## Tasks and exercises
- 1) Name every person identified by name in the news article on manufacturing job losses.
- 2) Show each line of the entries that contains the string "carved", treating uppercase and lowercase letters as distinct.

* begin Provided passage *

LANSING, Mich. (AP) -- Thirty years ago, Dan Fairbanks looked at the jobs he could get with his college degree and what he could make working the line at General Motors Corp., and decided the GM job looked better.

He still thinks he made the right choice. But with GM planning to end production of the Chevrolet SSR and shut down the Lansing Craft Centre where he works sometime in mid-2006, Fairbanks faces an uncertain future.

"Back when I hired in at General Motors 30 years ago, it seemed like a good, secure job," said Fairbanks, president since June of UAW Local 1618. Since then, "I've seen good times and I've seen bad times. This qualifies as a bad time, in more ways than one."

Many of the country's manufacturing workers are caught in a worldwide economic shift that is forcing companies to slash payrolls or send jobs elsewhere, leaving workers to wonder if their way of life is disappearing.

The trend in the manufacturing sector toward lower pay, fewer benefits and fewer jobs is alarming many of them.

"They end up paying more of their health care and they end up with lousier pensions -- if they keep one at all," says Michigan AFL-CIO President Mark Gaffney. As wages and benefits drop, "it's the working class that's paying the price."

West Virginia steelworkers are all too familiar with the problem. The former Weirton Steel Corp., which 20 years ago had some 13,000 employees, today has just 1,300 union workers left on the job.

The steel mill has changed hands twice in two years, and just last month, Mittal Steel Co. told the Independent Steelworkers Union it would permanently cut the jobs of 800 people who'd been laid off since summer.

Larry Keister, 50, of Weirton, W.Va., has 31 years in the mill that his father and brothers all joined. His son tried, but got laid off quickly.

"I'm too old to go back to school. I've worked there all my life," says Keister, who drives a buggy in the tin mill. "I went there straight out of high school. It's all I know."

Though Keister is safe for now from layoffs, he wonders what will happen to the hundreds of friends and co-workers who will be jobless by the end of January.M

Gary Colflesh, 56, of Bloomingdale, Ohio, said there are few jobs in nearby Ohio or Pennsylvania for workers to move to.

"They're destroying the working class. Why can't people see this?" asked the 38-year veteran. "Anybody who works in manufacturing has no future in this country, unless you want to work for wages they get in China."

* end Provided passage *
* begin Data shown *

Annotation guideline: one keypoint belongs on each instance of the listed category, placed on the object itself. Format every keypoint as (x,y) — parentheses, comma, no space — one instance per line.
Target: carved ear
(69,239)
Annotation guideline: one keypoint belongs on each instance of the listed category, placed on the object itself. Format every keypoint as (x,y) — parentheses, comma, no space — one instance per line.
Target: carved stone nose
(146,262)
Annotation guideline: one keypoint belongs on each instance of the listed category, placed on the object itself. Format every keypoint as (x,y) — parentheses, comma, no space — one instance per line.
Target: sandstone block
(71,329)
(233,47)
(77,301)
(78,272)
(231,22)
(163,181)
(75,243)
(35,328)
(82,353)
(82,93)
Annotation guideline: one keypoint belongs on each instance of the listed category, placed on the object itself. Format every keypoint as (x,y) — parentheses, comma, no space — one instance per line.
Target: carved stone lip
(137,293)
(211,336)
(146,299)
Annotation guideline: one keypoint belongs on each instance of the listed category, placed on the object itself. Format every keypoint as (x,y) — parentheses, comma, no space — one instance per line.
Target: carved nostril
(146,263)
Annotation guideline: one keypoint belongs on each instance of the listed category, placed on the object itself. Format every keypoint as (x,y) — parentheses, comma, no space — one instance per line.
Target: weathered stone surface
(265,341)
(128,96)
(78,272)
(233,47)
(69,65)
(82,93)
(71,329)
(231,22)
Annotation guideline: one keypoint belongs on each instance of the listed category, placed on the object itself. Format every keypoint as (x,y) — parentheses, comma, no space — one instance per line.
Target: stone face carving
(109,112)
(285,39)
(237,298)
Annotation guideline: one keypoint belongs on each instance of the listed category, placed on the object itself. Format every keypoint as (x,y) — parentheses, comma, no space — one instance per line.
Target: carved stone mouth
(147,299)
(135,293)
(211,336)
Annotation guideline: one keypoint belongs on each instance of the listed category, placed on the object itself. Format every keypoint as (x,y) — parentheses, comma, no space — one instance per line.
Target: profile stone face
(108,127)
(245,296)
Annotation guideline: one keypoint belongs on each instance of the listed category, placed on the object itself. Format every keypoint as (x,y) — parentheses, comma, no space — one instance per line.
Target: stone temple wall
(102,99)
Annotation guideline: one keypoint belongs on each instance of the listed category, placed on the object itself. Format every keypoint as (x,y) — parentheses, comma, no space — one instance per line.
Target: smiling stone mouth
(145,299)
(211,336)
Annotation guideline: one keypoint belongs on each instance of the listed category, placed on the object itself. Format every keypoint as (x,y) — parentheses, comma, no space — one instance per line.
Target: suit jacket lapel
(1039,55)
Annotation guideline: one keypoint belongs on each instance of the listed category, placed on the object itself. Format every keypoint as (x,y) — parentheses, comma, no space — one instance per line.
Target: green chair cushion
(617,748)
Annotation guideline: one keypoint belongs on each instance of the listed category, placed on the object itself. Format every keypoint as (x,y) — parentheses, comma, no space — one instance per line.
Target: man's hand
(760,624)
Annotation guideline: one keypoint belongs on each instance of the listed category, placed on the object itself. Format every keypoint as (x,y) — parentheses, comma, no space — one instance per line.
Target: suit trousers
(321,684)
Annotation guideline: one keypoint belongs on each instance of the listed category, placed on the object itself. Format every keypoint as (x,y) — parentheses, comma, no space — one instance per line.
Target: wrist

* end Data shown *

## Answers
- 1)
Dan Fairbanks
Mark Gaffney
Larry Keister
Gary Colflesh

- 2)
Target: carved ear
Target: carved stone nose
Target: carved stone lip
Target: carved nostril
Target: carved stone mouth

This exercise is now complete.